Exercise aim: Write out the stretch of the personal sustainability post from "1. Sustainability or" through "feed the children." word for word.

Passage provided:
-=-=-

Personal Sustainability; So what is it? Part 1 of 5

This is the first of a five-part post explaining my thinking on personal sustainability—what it is and how I arrived at this definition.

Part 1 – My definition of personal sustainability and where it came from
I define personal sustainability as living your life in a way that enables you to get what you need without damage to the people or world around you. It’s inner-personal; i.e., it comes from your only real source of strength and value—your inner self. That inner self is what sustains you from within when everything outside of you falls away.

The above definition of personal sustainability is the convergence of three concepts, which I will explain in the subsequent posts:

1. Sustainability or Sustainable Development in the business world

2. Effectiveness as defined by Dr. Stephen R. Covey and Bob Moawad

3. Sacred Self or Spirit as defined by Dr. Wayne Dyer and Dr. Covey, respectively

When I attended a Covey Seven Habits of Highly Effective People workshop, the facilitator recited The Invitation, an excerpt of which is below. The words really touched me, and I used this concept in the beginning of the Seven Habits workshops I facilitated. I think it speaks about the inner part of us we all need to understand.

It doesn’t interest me to know where you live or how much money you have. I want to know if you can get up after the night of grief and despair weary and bruised to the bone and do what needs to be done to feed the children.

It doesn’t interest me who you know or how you came to be here. I want to know if you will stand in the centre of the fire with me and not shrink back.

It doesn’t interest me where or what or with whom you have studied. I want to know what sustains you from the inside when all else falls away.

I want to know if you can be alone with yourself and if you truly like the company you keep in the empty moments.

[From The Invitation by Oriah Mountain Dreamer (a Native American Elder)]

What these words mean and how they relate to your inner self will become clear in succeeding posts.


Next Up: What is sustainability in the business world?

Reasons for everything; Excuses, not so much


This is one area where I seem to differ from the commonly accepted thinking about reasons versus excuses. For me, there is reason for everything. My difficulty arises when people use reasons to excuse something they do or don’t do, say or don’t say, in an attempt to alleviate the burden of taking responsibility for it.

I believe it was Viktor Frankl, psychologist and author, who said something to the effect that for every what, there is a why. You may not understand it or accept it, but there is a reason for everything. It may be self-induced, because you brought the event, person, or thing into your life. Or it may be out of your control or influence. But in either case, there is a why (a reason).

-=-=-

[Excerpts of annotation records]
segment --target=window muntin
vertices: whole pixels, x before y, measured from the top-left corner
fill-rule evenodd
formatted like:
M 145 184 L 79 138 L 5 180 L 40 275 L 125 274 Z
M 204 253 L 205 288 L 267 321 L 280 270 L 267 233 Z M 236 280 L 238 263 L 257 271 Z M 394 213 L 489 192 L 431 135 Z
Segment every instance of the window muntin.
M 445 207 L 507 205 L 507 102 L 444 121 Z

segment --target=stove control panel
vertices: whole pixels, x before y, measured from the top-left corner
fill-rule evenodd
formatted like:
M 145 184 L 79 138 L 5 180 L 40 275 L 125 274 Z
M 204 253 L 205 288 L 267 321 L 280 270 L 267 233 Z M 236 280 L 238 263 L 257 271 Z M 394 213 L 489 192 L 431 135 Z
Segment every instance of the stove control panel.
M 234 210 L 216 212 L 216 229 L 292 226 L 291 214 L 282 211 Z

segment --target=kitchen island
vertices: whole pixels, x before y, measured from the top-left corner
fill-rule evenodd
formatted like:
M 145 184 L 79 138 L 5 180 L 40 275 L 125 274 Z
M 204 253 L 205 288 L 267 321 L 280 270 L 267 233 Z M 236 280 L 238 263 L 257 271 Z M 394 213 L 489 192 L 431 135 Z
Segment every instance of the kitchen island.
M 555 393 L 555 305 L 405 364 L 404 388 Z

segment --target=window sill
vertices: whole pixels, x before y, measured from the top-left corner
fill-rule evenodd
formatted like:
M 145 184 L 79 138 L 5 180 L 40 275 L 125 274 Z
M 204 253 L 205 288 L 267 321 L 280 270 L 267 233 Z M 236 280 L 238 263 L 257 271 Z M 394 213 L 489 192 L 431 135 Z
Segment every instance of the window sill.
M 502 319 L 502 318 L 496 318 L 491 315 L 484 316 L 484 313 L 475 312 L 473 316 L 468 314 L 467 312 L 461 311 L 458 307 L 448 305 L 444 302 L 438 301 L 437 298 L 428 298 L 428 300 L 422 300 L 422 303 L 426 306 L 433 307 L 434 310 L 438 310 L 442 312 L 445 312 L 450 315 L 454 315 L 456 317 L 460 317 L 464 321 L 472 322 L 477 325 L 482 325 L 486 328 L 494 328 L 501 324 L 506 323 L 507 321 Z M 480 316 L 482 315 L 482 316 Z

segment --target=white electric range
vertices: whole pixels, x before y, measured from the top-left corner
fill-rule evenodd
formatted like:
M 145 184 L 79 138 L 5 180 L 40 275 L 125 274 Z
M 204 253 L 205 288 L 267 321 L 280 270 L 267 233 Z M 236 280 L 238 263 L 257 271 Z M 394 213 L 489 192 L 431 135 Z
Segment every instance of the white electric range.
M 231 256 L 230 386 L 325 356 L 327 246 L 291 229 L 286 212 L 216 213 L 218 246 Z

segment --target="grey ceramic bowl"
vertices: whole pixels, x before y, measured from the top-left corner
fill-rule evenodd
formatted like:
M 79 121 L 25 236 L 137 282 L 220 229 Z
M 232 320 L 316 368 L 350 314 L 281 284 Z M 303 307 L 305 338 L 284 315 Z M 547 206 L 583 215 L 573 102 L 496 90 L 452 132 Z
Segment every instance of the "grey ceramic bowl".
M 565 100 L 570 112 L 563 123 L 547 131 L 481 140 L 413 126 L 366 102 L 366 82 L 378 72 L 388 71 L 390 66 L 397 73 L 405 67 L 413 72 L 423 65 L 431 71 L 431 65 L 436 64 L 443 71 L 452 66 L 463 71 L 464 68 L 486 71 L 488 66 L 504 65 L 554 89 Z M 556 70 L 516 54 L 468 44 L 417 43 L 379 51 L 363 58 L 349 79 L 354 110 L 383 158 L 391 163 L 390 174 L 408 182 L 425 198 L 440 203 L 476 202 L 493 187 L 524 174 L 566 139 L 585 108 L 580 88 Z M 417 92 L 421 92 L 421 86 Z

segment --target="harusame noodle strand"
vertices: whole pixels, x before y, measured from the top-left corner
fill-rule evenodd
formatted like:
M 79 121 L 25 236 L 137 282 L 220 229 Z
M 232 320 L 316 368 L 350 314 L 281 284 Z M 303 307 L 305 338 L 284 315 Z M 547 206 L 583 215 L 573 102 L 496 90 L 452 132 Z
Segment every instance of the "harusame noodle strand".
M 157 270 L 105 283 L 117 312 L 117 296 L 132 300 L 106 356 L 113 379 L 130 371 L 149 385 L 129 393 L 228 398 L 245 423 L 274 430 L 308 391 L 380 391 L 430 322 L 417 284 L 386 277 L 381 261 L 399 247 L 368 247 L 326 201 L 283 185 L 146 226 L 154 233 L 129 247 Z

-=-=-

Task response:
1. Sustainability or Sustainable Development in the business world

2. Effectiveness as defined by Dr. Stephen R. Covey and Bob Moawad

3. Sacred Self or Spirit as defined by Dr. Wayne Dyer and Dr. Covey, respectively

When I attended a Covey Seven Habits of Highly Effective People workshop, the facilitator recited The Invitation, an excerpt of which is below. The words really touched me, and I used this concept in the beginning of the Seven Habits workshops I facilitated. I think it speaks about the inner part of us we all need to understand.

It doesn’t interest me to know where you live or how much money you have. I want to know if you can get up after the night of grief and despair weary and bruised to the bone and do what needs to be done to feed the children.